• _Task details_: Output the Sage documentation excerpt on bounded integer sequences below verbatim, from start to finish.

The index of a given item or sub-sequence of self

EXAMPLES:

sage: from sage.data_structures.bounded_integer_sequences import BoundedIntegerSequence
sage: S = BoundedIntegerSequence(21, [4,1,6,2,6,20,9,0])
sage: S.index(6)
2
sage: S.index(5)
Traceback (most recent call last):
...
ValueError: 5 is not in sequence
sage: S.index(BoundedIntegerSequence(21, [6, 2, 6]))
2
sage: S.index(BoundedIntegerSequence(21, [6, 2, 7]))
Traceback (most recent call last):
...
ValueError: not a sub-sequence

The bound of (sub-)sequences matters:

sage: S.index(BoundedIntegerSequence(51, [6, 2, 6]))
Traceback (most recent call last):
...
ValueError: not a sub-sequence
sage: S.index(0)
7
sage: S.index(S.bound())
Traceback (most recent call last):
...
ValueError: 32 is not in sequence
list()

Converts this bounded integer sequence to a list

NOTE:

A conversion to a list is also possible by iterating over the sequence.

EXAMPLES:

sage: from sage.data_structures.bounded_integer_sequences import BoundedIntegerSequence
sage: L = [randint(0,26) for i in range(5000)]
sage: S = BoundedIntegerSequence(32, L)

• _Data extract_:
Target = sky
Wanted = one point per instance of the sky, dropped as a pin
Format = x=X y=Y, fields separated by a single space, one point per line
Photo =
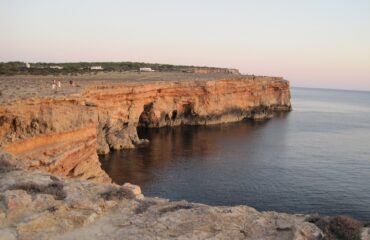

• _Reply_:
The index of a given item or sub-sequence of self

EXAMPLES:

sage: from sage.data_structures.bounded_integer_sequences import BoundedIntegerSequence
sage: S = BoundedIntegerSequence(21, [4,1,6,2,6,20,9,0])
sage: S.index(6)
2
sage: S.index(5)
Traceback (most recent call last):
...
ValueError: 5 is not in sequence
sage: S.index(BoundedIntegerSequence(21, [6, 2, 6]))
2
sage: S.index(BoundedIntegerSequence(21, [6, 2, 7]))
Traceback (most recent call last):
...
ValueError: not a sub-sequence

The bound of (sub-)sequences matters:

sage: S.index(BoundedIntegerSequence(51, [6, 2, 6]))
Traceback (most recent call last):
...
ValueError: not a sub-sequence
sage: S.index(0)
7
sage: S.index(S.bound())
Traceback (most recent call last):
...
ValueError: 32 is not in sequence
list()

Converts this bounded integer sequence to a list

NOTE:

A conversion to a list is also possible by iterating over the sequence.

EXAMPLES:

sage: from sage.data_structures.bounded_integer_sequences import BoundedIntegerSequence
sage: L = [randint(0,26) for i in range(5000)]
sage: S = BoundedIntegerSequence(32, L)